TASK STATEMENT
Rewrite the stretch of records from the line containing "metal post, including partially occluded ones." through the line containing "[171,64,180,173]", both ends included, requests and all. Multiply each bounding box coordinate by 0.65 and round to the nearest whole number, with halves rounding up.

>>>>

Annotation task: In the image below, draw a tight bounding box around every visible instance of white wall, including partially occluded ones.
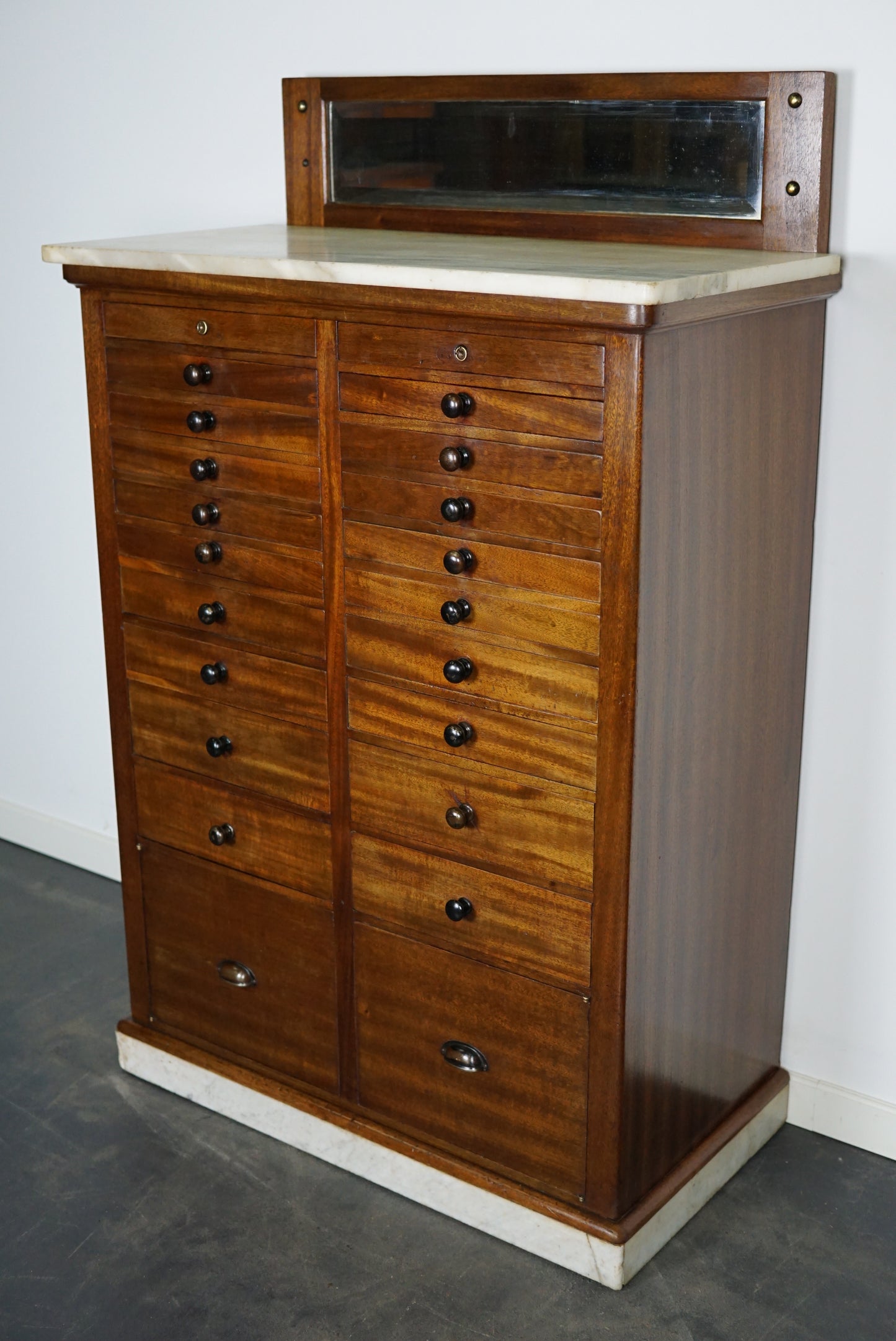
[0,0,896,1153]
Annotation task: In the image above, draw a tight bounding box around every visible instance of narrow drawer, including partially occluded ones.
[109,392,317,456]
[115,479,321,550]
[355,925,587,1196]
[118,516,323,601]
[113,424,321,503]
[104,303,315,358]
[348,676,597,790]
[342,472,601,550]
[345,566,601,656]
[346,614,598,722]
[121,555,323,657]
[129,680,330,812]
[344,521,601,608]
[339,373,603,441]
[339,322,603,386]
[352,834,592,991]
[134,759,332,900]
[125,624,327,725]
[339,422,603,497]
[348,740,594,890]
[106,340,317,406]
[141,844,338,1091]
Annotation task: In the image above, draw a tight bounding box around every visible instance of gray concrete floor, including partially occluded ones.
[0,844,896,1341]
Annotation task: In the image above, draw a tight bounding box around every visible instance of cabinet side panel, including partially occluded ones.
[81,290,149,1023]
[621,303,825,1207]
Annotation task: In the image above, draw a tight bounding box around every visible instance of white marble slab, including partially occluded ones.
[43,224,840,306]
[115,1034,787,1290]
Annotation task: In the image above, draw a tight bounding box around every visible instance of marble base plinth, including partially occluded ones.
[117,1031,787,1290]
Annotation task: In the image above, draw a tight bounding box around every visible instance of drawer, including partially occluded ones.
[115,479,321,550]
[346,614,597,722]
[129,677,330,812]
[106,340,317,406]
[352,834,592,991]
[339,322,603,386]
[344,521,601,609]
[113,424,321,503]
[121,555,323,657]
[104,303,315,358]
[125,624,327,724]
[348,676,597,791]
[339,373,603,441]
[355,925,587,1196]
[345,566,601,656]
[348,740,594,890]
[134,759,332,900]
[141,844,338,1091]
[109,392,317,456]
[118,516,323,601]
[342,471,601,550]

<<<<
>>>>

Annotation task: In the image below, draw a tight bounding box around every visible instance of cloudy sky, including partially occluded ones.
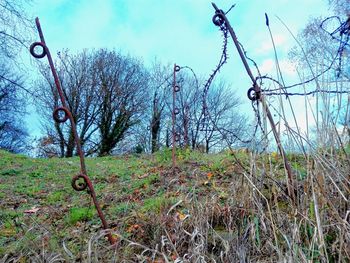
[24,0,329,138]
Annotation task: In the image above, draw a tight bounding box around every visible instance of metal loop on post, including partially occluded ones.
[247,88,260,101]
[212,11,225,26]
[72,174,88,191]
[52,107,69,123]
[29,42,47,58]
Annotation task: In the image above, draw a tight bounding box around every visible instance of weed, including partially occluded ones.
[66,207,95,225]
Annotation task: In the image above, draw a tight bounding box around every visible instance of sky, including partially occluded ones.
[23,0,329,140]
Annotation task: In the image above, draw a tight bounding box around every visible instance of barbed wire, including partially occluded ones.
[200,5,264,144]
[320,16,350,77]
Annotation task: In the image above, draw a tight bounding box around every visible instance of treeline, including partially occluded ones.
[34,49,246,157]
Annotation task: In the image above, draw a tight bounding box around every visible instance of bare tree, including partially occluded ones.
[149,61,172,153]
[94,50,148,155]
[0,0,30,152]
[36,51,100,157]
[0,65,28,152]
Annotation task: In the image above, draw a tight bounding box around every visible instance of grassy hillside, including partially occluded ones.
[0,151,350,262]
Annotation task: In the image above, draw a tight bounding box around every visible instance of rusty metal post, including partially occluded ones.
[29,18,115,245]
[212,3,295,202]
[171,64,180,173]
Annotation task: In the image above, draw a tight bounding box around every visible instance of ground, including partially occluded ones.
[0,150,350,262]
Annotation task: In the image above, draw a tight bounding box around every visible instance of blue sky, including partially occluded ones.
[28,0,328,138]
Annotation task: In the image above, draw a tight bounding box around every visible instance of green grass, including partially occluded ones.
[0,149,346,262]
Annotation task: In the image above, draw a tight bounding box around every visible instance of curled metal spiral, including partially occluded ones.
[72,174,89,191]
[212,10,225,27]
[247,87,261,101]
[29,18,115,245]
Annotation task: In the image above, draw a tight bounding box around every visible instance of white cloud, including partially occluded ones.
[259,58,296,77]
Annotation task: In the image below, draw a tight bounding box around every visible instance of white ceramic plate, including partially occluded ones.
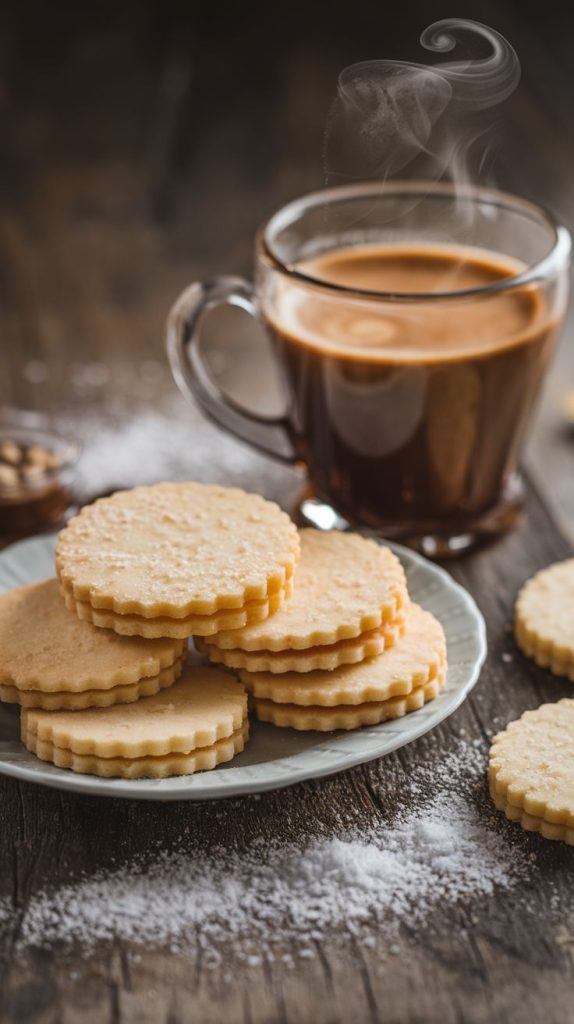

<<<<
>>>>

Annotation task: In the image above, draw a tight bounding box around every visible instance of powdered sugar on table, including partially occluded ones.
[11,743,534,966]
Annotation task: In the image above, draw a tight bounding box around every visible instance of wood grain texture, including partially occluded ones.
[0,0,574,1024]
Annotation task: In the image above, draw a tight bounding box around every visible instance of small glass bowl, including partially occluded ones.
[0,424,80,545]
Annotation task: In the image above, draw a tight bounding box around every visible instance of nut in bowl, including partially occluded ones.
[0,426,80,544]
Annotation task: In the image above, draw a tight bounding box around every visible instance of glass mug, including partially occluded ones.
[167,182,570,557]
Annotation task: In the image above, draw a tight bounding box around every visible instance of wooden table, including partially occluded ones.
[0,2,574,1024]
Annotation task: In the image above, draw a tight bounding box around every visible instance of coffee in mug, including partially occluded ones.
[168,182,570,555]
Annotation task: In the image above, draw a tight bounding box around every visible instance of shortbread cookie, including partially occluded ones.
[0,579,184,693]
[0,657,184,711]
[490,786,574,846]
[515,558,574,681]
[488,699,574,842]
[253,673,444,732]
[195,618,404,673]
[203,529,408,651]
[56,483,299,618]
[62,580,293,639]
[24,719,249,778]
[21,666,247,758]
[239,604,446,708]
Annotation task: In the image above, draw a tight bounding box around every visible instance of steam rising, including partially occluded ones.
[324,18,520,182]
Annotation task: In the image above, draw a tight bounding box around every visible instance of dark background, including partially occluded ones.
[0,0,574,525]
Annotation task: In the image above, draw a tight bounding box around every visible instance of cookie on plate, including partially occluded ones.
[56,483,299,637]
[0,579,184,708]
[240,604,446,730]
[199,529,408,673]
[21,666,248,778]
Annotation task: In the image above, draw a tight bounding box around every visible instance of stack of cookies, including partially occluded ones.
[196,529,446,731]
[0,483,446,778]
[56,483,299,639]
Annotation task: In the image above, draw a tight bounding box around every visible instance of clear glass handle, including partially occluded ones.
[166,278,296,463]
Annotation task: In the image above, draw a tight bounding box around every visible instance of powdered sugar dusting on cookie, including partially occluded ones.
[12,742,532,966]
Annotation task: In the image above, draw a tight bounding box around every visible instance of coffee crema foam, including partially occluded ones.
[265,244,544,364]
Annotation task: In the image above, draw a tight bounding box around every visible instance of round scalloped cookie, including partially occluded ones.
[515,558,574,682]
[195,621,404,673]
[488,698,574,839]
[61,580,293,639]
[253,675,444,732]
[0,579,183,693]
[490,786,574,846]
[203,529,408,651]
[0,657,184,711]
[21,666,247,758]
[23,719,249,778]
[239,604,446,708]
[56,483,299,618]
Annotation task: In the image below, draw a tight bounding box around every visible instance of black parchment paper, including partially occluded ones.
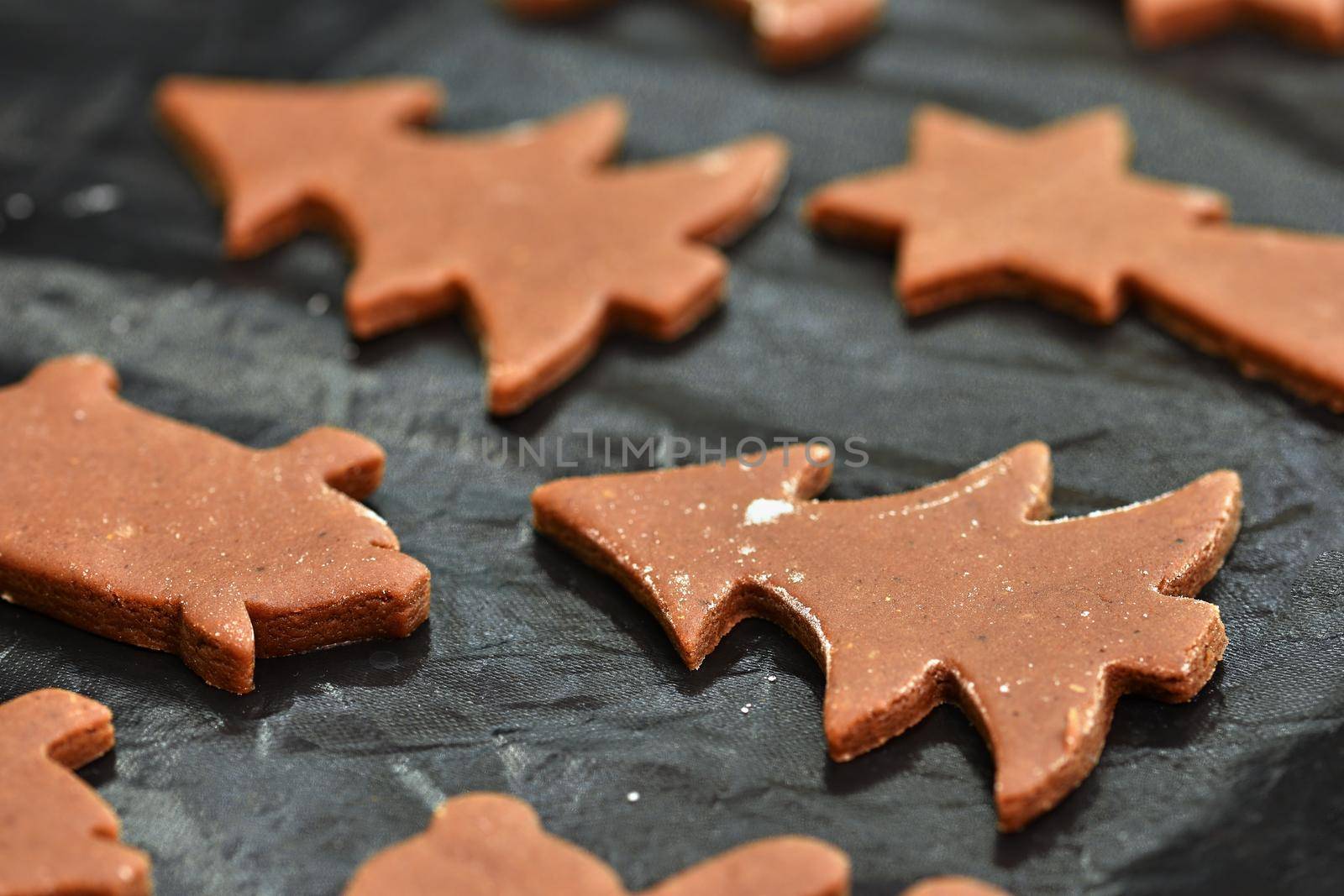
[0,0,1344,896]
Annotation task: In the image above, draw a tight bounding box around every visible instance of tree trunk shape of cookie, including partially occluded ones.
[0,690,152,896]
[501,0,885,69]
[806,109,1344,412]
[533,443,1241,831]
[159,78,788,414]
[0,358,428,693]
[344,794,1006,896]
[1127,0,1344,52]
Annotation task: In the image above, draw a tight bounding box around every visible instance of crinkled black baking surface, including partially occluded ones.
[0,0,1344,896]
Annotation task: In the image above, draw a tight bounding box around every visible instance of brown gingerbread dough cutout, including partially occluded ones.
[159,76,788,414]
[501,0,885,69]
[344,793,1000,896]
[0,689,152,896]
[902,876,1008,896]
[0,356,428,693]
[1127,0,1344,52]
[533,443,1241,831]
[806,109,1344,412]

<<<<

EXERCISE OUTPUT
Annotation task: In the image above, draw a tight bounding box around every visible instance of rusty metal post, including partially occluded ones.
[19,12,75,159]
[138,2,192,131]
[111,42,117,112]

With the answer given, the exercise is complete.